**COMPITO DA SVOLGERE**
Disponi in un CSV a due colonne, "testo" e "risposta", i dati nel tratto che va dalla riga contenente "In this exercise you will indicate every instance of the shirt" fino alla riga contenente "<point>138,38</point>", entrambe incluse, con una riga per ciascun dato. Metti il testo e la risposta ciascuno in un unico campo tra virgolette, sostituendo gli a capo con spazi.

**DATI DI PARTENZA**
-------------------------

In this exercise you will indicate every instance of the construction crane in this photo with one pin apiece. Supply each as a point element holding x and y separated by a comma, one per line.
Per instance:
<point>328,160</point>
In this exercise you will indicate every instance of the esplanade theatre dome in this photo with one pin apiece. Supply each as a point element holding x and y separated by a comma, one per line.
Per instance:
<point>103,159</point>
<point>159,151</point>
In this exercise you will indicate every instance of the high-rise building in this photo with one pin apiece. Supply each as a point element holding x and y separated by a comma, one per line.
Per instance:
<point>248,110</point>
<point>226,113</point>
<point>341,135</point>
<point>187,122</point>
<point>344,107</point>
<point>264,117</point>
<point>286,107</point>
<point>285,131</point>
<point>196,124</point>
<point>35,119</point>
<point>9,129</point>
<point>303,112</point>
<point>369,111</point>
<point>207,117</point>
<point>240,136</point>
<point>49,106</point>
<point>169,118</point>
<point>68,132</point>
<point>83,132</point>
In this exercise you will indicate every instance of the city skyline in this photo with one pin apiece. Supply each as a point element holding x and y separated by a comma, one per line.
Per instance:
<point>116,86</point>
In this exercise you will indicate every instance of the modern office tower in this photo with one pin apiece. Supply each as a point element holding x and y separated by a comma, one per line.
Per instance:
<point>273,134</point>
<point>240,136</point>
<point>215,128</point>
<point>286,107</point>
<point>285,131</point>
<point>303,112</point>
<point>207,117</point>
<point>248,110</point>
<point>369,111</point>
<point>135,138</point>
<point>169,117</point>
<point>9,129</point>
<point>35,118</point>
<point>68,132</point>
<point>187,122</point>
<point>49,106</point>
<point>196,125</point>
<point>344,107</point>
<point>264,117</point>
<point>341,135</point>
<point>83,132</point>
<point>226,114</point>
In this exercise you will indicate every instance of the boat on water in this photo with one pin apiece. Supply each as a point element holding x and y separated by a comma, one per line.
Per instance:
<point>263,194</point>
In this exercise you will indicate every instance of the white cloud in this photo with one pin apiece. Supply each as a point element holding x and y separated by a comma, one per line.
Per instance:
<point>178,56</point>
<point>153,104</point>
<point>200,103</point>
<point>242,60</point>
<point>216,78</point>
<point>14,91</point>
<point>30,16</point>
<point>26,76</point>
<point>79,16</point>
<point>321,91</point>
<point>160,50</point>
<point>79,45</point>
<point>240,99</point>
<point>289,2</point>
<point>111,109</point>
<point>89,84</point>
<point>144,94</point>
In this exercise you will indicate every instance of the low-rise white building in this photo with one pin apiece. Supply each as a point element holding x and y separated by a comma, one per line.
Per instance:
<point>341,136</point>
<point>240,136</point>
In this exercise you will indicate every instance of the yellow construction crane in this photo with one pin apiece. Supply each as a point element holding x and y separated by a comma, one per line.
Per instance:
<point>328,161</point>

-------------------------

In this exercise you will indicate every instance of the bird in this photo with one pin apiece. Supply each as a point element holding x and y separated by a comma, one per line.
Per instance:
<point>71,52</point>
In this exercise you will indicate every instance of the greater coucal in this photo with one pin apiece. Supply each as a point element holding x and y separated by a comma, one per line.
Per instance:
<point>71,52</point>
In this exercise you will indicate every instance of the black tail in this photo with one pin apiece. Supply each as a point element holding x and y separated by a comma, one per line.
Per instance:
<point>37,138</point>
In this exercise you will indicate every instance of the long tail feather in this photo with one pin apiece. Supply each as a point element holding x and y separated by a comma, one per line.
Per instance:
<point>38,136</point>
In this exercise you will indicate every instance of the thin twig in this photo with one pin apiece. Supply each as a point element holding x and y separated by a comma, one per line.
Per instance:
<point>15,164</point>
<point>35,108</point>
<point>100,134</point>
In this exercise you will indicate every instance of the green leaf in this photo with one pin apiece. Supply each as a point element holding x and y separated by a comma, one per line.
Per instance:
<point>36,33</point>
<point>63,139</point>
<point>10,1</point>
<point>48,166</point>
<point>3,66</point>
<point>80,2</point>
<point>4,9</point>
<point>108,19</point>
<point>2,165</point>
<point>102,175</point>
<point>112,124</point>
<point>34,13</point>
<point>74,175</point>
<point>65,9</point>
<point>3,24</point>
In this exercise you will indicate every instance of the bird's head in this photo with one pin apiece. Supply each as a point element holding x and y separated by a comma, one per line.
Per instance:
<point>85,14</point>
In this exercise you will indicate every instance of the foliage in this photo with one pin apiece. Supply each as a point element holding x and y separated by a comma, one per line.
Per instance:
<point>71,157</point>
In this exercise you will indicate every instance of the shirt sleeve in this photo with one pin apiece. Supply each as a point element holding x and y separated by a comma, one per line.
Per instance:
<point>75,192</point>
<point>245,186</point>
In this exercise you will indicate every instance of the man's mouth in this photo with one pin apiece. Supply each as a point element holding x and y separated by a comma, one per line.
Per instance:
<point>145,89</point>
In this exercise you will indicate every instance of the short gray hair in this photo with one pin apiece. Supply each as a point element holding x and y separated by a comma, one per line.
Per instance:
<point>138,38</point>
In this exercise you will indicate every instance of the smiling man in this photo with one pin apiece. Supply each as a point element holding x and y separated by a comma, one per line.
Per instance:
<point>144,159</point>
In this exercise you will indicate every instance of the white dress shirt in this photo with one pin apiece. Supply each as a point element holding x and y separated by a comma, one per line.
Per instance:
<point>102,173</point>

-------------------------

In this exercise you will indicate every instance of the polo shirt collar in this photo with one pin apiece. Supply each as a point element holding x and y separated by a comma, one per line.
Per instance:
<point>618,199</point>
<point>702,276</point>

-------------------------

**SOLUZIONE**
testo,risposta
"In this exercise you will indicate every instance of the shirt sleeve in this photo with one pin apiece. Supply each as a point element holding x and y separated by a comma, one per line. Per instance:","<point>75,192</point> <point>245,186</point>"
"In this exercise you will indicate every instance of the man's mouth in this photo with one pin apiece. Supply each as a point element holding x and y separated by a comma, one per line. Per instance:","<point>145,89</point>"
"In this exercise you will indicate every instance of the short gray hair in this photo with one pin apiece. Supply each as a point element holding x and y separated by a comma, one per line. Per instance:","<point>138,38</point>"